The Vista High Panthers will take on the Oceanside Pirates Friday night. But besides sports, there's a lot more going on in both these campuses.
For three years, Oceanside High School has been strengthening a program called "School Success," that helps at risk students right on campus.
"A lot of these students don't have a mom and a dad… to really be able to monitor how their kids are doing at school," said Oceanside High Administrator Julie Coleman. "I think here, for the first time they feel success. They don't want to leave that feeling."
The program is designed to support students who could run the risk of dropping out of high school. Two teachers are assigned to the class to help the teenagers in any subject they may need help in. Right beside them, model students who are involved in sports, ASB and AP courses are also ready to help.
"It's a good environment to be in," said Freshman Eduardo Gabireo. "If you need any help with anything they will help you. They've taught me to never quit."
Research shows, most drop out feel disconnected to their school. This program tries to get students back on track. So far has been successful.
"A lot of former "School Success" kids that are now juniors and seniors are in three or four AP classes," adds Coleman. "They are applying to UC schools and feeling like they have the skills to move on to college."
At Vista High School, building strength of character is the main priority. The school prides itself with teaching six pillars of character to its students: Trustworthiness, respect, responsibility, fairness, caring and citizenship.
"It's all about having kids empower themselves," said Vista High School teacher David Hanlon. "They can change themselves and they can change the world."

## [What this task involves]
Can you retype the article above about the programs at Oceanside and Vista high schools word for word, from start to finish?

## [Dataset extract]

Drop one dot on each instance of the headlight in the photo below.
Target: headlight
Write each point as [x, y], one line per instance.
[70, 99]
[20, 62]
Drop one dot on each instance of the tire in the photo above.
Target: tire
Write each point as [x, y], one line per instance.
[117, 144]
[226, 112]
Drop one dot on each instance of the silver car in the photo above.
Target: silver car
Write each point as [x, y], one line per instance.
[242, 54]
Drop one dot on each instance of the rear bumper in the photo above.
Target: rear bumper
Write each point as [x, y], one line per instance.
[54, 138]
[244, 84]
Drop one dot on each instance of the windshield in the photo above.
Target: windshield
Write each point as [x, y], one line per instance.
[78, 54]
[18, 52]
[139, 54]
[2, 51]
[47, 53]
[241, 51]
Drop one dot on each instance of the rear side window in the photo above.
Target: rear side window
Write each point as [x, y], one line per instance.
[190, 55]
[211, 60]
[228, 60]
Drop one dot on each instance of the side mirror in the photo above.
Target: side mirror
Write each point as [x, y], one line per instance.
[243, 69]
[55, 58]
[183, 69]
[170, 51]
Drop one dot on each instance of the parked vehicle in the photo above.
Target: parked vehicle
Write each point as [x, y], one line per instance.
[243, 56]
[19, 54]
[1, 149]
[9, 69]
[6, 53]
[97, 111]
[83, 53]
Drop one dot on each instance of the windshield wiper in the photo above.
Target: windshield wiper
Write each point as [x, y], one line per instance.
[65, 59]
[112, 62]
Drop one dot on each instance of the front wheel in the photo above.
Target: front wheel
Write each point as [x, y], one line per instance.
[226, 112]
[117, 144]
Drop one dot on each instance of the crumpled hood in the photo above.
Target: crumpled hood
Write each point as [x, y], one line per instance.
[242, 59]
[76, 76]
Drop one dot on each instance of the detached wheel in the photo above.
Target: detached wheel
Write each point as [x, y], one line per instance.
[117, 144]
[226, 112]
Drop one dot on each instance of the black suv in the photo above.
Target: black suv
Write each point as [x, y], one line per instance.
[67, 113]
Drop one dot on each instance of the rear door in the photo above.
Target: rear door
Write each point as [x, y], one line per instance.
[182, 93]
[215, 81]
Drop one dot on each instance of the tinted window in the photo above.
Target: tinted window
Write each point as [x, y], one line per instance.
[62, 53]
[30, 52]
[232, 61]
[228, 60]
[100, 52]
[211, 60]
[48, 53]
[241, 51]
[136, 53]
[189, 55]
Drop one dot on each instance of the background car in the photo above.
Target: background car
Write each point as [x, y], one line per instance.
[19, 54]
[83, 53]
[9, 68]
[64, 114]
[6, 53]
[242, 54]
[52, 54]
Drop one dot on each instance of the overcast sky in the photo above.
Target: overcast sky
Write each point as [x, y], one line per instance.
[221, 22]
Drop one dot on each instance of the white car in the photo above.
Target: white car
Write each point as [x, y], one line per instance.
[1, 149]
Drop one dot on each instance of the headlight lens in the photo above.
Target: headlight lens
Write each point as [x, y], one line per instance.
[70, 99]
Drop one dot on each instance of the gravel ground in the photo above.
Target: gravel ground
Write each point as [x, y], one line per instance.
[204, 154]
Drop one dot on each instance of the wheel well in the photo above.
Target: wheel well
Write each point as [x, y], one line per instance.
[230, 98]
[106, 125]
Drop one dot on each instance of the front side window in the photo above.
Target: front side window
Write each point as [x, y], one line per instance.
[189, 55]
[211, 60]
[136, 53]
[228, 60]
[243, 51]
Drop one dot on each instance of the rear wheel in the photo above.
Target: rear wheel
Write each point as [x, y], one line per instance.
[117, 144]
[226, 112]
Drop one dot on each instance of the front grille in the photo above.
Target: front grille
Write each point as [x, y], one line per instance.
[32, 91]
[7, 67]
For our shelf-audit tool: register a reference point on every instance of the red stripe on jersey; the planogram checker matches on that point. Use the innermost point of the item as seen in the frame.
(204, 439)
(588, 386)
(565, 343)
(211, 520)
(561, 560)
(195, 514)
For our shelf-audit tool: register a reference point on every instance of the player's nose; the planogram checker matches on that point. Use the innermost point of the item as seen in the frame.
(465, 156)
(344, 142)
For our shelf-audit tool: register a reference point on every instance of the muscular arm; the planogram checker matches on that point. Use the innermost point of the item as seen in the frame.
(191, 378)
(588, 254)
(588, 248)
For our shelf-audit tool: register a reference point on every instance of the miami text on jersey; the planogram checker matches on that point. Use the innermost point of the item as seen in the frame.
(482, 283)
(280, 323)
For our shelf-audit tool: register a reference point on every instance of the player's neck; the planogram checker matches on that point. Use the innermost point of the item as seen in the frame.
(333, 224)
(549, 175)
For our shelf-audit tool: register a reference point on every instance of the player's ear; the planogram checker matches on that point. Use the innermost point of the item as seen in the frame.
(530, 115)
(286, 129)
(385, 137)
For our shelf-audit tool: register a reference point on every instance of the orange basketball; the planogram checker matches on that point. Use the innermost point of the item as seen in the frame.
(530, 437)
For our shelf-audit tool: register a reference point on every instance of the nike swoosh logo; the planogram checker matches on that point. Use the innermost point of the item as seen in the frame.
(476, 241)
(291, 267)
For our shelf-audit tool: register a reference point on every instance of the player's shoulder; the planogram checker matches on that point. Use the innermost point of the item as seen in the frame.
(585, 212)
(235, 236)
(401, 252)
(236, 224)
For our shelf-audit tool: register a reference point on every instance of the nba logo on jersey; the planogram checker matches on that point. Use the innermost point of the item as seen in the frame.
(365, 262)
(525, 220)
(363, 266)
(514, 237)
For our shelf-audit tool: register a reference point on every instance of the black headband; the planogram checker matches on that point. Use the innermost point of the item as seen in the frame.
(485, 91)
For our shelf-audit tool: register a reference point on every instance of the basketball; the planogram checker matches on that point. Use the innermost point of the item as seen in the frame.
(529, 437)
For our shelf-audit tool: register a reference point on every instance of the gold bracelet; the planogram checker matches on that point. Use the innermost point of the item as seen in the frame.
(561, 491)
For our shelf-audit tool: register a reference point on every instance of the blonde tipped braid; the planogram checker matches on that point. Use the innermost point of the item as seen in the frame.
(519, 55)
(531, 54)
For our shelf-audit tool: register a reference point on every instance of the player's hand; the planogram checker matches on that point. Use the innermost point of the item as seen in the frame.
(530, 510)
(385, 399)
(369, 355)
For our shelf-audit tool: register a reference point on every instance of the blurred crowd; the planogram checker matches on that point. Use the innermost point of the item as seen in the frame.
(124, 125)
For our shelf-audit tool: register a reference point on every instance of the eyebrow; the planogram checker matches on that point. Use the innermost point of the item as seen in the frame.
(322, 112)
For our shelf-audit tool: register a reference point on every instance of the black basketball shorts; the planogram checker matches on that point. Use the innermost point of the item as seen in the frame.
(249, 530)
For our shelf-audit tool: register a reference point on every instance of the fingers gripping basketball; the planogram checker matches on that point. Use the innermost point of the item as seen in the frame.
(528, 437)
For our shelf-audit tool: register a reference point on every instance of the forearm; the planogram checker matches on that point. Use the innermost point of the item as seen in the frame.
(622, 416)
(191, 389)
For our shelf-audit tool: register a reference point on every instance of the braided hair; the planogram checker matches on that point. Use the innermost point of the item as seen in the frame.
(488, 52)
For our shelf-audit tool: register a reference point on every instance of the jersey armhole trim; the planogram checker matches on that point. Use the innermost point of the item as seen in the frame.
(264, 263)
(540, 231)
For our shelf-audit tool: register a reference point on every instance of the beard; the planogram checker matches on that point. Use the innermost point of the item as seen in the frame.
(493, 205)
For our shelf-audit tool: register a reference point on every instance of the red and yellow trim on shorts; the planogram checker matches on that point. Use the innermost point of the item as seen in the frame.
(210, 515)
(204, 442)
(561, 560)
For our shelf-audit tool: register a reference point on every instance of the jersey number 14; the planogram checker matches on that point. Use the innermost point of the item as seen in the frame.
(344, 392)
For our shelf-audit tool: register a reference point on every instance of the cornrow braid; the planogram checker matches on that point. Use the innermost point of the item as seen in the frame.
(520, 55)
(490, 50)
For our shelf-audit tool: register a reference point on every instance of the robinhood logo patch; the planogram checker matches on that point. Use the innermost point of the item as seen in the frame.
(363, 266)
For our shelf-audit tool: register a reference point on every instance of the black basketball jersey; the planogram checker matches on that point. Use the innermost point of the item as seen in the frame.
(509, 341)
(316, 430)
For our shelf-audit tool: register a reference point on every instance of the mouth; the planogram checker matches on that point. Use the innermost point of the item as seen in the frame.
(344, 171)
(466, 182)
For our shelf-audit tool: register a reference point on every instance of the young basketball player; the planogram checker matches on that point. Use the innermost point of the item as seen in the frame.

## [Solution]
The Vista High Panthers will take on the Oceanside Pirates Friday night. But besides sports, there's a lot more going on in both these campuses.
For three years, Oceanside High School has been strengthening a program called "School Success," that helps at risk students right on campus.
"A lot of these students don't have a mom and a dad… to really be able to monitor how their kids are doing at school," said Oceanside High Administrator Julie Coleman. "I think here, for the first time they feel success. They don't want to leave that feeling."
The program is designed to support students who could run the risk of dropping out of high school. Two teachers are assigned to the class to help the teenagers in any subject they may need help in. Right beside them, model students who are involved in sports, ASB and AP courses are also ready to help.
"It's a good environment to be in," said Freshman Eduardo Gabireo. "If you need any help with anything they will help you. They've taught me to never quit."
Research shows, most drop out feel disconnected to their school. This program tries to get students back on track. So far has been successful.
"A lot of former "School Success" kids that are now juniors and seniors are in three or four AP classes," adds Coleman. "They are applying to UC schools and feeling like they have the skills to move on to college."
At Vista High School, building strength of character is the main priority. The school prides itself with teaching six pillars of character to its students: Trustworthiness, respect, responsibility, fairness, caring and citizenship.
"It's all about having kids empower themselves," said Vista High School teacher David Hanlon. "They can change themselves and they can change the world."